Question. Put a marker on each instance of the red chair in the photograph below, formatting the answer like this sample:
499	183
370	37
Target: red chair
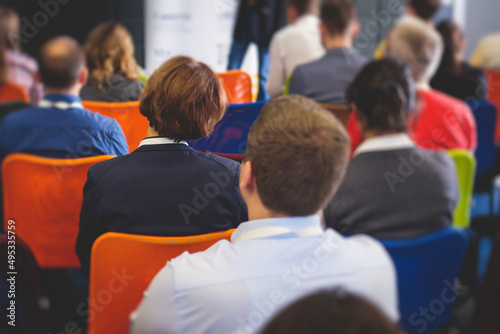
238	86
133	123
43	197
493	78
10	92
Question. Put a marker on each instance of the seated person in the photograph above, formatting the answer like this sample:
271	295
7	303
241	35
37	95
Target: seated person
22	69
113	71
424	10
331	312
392	189
325	80
60	127
165	188
283	253
455	77
443	122
297	43
487	54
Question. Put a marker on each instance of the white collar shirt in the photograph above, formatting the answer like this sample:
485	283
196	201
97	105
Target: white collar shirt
237	286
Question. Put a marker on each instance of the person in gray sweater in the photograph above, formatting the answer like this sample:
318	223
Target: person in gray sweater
392	189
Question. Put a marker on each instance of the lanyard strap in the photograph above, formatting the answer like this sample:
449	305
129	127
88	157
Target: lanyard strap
60	105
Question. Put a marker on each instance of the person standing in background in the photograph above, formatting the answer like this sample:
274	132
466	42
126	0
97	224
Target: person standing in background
21	68
296	44
257	21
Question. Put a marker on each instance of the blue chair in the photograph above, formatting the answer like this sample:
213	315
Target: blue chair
231	133
485	114
427	268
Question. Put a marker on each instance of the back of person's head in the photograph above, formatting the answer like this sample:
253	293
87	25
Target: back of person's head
298	153
425	9
61	62
418	45
383	92
183	99
9	19
337	16
110	50
454	43
303	6
330	312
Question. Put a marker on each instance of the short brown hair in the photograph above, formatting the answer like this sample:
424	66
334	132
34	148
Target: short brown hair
426	9
336	15
303	6
183	99
299	152
110	50
61	61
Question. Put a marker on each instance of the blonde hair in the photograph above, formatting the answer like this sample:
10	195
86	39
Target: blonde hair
110	50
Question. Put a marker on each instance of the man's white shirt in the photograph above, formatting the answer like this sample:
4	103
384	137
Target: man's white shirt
293	45
237	286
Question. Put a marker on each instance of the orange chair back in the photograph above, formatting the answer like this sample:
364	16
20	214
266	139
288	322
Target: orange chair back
493	78
10	92
121	268
238	86
43	197
134	125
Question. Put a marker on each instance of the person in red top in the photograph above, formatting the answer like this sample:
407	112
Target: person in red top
440	121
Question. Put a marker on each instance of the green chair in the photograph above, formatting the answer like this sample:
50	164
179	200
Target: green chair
466	169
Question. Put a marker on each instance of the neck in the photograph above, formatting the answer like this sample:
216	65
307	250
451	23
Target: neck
341	41
367	134
75	90
152	132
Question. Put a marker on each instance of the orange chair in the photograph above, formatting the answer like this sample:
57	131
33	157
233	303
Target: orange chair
134	125
238	86
10	92
493	78
121	268
43	197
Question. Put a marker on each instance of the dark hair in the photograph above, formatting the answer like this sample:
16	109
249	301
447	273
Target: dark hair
183	99
328	312
336	15
9	19
452	37
299	152
383	91
61	61
426	9
302	6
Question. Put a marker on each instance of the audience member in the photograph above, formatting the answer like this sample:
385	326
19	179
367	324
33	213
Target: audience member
326	79
487	54
60	127
331	312
392	189
113	70
296	44
455	77
165	187
21	68
256	22
421	9
282	253
443	121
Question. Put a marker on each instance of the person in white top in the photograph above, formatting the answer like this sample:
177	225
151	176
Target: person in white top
487	54
296	44
294	162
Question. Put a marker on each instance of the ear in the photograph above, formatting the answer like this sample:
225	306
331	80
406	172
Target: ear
84	74
247	179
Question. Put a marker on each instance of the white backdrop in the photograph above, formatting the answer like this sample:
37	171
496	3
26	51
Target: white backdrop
201	29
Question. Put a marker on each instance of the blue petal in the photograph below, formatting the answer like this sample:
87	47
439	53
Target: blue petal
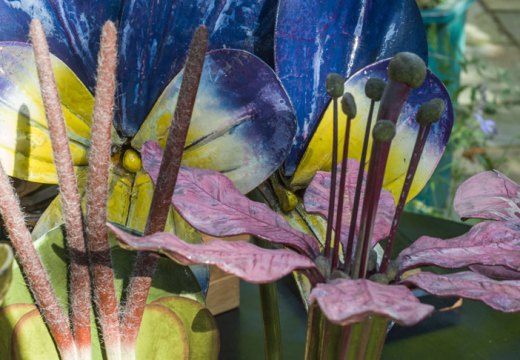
73	28
155	36
314	38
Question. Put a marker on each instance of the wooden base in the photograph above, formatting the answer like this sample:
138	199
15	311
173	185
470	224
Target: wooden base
224	289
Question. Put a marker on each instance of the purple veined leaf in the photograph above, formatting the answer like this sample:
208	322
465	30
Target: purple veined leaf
498	272
210	202
346	301
240	258
499	199
316	200
500	295
487	243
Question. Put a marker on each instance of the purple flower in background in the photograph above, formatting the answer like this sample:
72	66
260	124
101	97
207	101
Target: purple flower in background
487	126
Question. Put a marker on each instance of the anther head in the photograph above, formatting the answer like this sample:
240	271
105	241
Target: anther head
384	131
374	88
348	105
430	111
407	68
334	85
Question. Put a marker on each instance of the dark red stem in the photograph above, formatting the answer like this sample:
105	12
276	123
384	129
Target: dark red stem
341	197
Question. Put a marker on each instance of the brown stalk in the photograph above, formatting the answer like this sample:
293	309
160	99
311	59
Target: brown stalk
79	282
334	173
101	269
34	272
144	267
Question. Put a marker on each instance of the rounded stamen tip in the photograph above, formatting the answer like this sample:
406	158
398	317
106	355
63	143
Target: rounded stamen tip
407	68
374	88
334	85
348	105
384	131
430	111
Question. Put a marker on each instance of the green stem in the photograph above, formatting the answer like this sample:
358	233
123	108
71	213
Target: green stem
366	340
270	315
312	339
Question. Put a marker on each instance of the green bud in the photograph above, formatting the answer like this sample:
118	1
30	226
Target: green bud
374	88
338	274
430	111
407	68
323	265
384	131
335	85
348	105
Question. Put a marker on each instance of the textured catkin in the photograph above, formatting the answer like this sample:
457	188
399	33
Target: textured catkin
97	193
35	274
144	267
79	282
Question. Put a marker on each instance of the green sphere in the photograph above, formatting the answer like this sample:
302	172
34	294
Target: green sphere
407	68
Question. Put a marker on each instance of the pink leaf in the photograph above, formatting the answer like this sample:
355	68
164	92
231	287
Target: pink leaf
240	258
210	202
488	195
487	243
317	201
496	272
346	301
500	295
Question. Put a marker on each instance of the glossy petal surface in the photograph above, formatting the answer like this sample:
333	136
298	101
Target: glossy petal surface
313	38
155	36
349	301
500	295
212	204
317	200
240	258
319	153
6	262
487	243
26	151
73	28
153	39
242	124
488	195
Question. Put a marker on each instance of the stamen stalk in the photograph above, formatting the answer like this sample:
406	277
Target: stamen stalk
334	174
145	265
70	198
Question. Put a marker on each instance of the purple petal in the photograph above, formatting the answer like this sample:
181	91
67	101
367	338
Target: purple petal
240	258
349	301
500	295
498	272
317	201
488	195
487	243
210	202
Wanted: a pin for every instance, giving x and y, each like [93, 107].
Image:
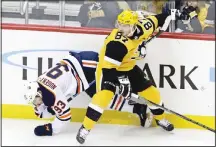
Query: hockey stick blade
[141, 100]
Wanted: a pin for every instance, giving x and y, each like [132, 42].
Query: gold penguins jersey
[120, 52]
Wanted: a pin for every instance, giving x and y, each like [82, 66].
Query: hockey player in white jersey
[52, 92]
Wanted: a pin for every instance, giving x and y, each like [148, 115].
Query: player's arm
[59, 106]
[115, 52]
[114, 55]
[43, 111]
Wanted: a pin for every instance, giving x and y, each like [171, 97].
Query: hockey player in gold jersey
[117, 67]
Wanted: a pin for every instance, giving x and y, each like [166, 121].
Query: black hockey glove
[124, 87]
[43, 130]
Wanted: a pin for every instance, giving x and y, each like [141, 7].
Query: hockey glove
[124, 87]
[142, 50]
[44, 130]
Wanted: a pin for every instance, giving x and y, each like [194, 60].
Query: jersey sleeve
[43, 111]
[115, 52]
[56, 100]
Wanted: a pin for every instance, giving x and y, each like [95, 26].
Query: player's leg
[100, 101]
[145, 89]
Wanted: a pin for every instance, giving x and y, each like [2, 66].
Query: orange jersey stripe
[66, 115]
[119, 101]
[86, 63]
[78, 83]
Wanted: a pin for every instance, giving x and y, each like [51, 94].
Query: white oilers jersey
[62, 82]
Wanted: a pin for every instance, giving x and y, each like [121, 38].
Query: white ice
[20, 132]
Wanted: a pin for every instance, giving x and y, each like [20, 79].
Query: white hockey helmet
[31, 93]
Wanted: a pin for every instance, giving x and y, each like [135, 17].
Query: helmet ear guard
[126, 22]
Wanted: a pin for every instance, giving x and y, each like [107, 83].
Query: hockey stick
[163, 29]
[141, 100]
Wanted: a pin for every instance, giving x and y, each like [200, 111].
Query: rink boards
[181, 65]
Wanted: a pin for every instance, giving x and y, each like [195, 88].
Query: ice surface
[20, 132]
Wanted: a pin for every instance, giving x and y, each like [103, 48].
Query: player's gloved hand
[142, 50]
[188, 12]
[125, 87]
[44, 130]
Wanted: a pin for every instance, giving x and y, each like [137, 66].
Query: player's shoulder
[116, 37]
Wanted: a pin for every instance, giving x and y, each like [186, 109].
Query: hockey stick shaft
[163, 29]
[143, 101]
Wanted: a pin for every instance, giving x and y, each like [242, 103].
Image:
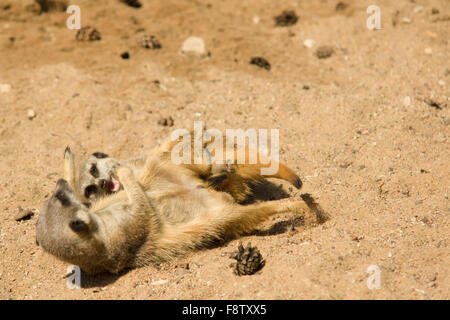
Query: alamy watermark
[236, 146]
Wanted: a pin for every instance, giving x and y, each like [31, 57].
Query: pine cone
[249, 260]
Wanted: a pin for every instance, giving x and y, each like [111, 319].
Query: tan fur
[164, 212]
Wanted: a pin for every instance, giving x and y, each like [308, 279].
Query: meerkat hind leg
[69, 168]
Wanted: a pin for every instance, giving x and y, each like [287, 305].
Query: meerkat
[165, 212]
[96, 179]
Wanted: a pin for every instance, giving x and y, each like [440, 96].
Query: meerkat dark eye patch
[90, 190]
[78, 225]
[63, 199]
[94, 171]
[100, 155]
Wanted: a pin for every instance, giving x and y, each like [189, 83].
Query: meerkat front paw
[122, 172]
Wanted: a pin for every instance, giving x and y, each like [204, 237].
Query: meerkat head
[66, 229]
[96, 178]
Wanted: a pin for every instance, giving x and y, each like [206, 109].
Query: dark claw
[297, 183]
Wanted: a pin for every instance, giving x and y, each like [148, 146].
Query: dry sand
[367, 129]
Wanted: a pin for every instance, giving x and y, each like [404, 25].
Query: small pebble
[149, 42]
[24, 214]
[406, 20]
[286, 18]
[132, 3]
[166, 122]
[309, 43]
[88, 33]
[261, 62]
[407, 101]
[31, 114]
[341, 6]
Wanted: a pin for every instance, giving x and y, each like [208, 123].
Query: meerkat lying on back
[97, 181]
[167, 211]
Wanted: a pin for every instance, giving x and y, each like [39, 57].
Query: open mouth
[113, 185]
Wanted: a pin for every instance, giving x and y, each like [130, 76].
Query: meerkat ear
[80, 222]
[100, 155]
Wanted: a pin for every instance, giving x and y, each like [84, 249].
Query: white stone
[407, 101]
[194, 47]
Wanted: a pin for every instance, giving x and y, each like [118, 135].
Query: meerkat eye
[94, 171]
[100, 155]
[92, 189]
[63, 199]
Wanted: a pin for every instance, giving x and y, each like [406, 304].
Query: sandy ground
[367, 129]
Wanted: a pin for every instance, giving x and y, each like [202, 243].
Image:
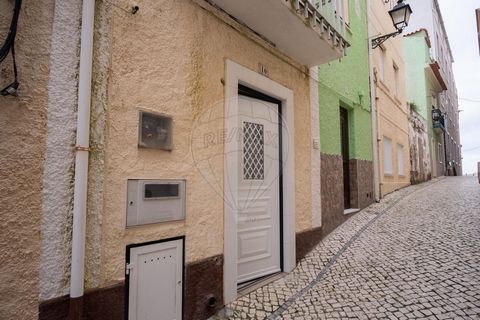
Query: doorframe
[127, 276]
[238, 75]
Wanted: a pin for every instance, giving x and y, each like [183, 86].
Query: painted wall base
[204, 281]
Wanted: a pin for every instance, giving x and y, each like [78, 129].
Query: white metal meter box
[153, 201]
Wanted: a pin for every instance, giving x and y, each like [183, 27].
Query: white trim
[236, 74]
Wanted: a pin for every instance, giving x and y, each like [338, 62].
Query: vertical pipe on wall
[373, 102]
[81, 160]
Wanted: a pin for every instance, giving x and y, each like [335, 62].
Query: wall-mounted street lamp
[400, 15]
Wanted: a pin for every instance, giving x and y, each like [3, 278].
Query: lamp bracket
[379, 40]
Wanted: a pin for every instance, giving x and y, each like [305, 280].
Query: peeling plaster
[59, 161]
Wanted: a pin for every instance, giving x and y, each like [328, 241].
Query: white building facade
[427, 15]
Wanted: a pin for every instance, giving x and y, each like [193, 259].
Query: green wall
[346, 83]
[417, 56]
[419, 87]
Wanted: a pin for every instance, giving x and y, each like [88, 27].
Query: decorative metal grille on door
[253, 151]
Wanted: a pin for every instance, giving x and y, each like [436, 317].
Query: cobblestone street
[415, 255]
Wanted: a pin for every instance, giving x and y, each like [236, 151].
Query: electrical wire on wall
[9, 45]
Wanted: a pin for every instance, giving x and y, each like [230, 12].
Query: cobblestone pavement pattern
[414, 255]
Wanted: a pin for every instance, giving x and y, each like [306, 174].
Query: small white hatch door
[156, 281]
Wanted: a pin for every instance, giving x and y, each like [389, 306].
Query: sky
[460, 22]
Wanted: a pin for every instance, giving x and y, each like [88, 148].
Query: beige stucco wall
[391, 104]
[169, 58]
[22, 144]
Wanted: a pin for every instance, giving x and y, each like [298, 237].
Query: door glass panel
[253, 151]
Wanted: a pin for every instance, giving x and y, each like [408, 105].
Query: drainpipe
[81, 162]
[373, 114]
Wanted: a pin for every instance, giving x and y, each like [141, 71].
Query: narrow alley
[415, 255]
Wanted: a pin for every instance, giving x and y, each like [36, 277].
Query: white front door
[258, 199]
[155, 281]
+===+
Exercise directions:
Find the line containing "like [389, 306].", then output it and every line after it to the end of the data, exactly.

Answer to this exercise:
Wanted: a pin for every instance, giving x and y, each like [389, 306].
Query: sky
[460, 22]
Wanted: a pin for every instance, giving x and y, each like [88, 148].
Query: beige stucco wall
[391, 104]
[169, 58]
[22, 144]
Wanted: a pin for every instance, giving x and y, each like [298, 237].
Query: door glass panel
[253, 151]
Wanted: a pin for every instance, giving x and y, each like [408, 105].
Query: drainpipe
[81, 162]
[373, 114]
Wanted: a pin for every instance, giving x and y, each like [141, 71].
Query: narrow alley
[415, 255]
Wanted: a pin for every instance, giving x and y, each like [36, 277].
Query: white front door
[258, 199]
[155, 281]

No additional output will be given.